**DATA PROVIDED:**
[START]

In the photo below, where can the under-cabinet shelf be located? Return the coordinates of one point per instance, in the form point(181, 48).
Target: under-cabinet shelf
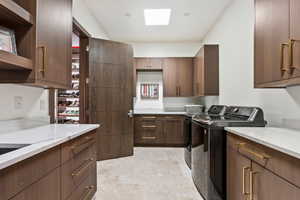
point(12, 13)
point(9, 61)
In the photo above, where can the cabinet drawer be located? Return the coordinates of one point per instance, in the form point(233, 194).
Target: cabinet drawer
point(76, 146)
point(77, 170)
point(48, 188)
point(86, 190)
point(279, 163)
point(18, 177)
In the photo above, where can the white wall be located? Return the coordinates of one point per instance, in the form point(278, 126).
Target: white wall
point(188, 49)
point(82, 14)
point(35, 102)
point(234, 32)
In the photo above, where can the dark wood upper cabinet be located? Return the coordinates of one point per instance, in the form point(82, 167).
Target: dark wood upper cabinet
point(271, 38)
point(206, 71)
point(43, 32)
point(54, 42)
point(276, 45)
point(170, 77)
point(295, 37)
point(178, 77)
point(110, 86)
point(148, 63)
point(185, 77)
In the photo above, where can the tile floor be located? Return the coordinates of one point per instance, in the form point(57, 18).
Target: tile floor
point(151, 174)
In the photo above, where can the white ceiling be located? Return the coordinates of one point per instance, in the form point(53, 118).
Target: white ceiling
point(111, 14)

[END]

Write out the data again word for word, from its first line through the line holding "point(18, 177)", both included, and leave out the pictures.

**ANSWER:**
In the photo below, where can the under-cabinet shelf be located? Return the coordinates of one point per instance, in the form point(181, 48).
Target: under-cabinet shelf
point(12, 13)
point(9, 61)
In the photo above, where can the cabinet drawer be located? Return the coordinates of one point per instance, in the form point(233, 194).
Target: cabinet drawer
point(76, 146)
point(77, 170)
point(48, 188)
point(86, 190)
point(279, 163)
point(18, 177)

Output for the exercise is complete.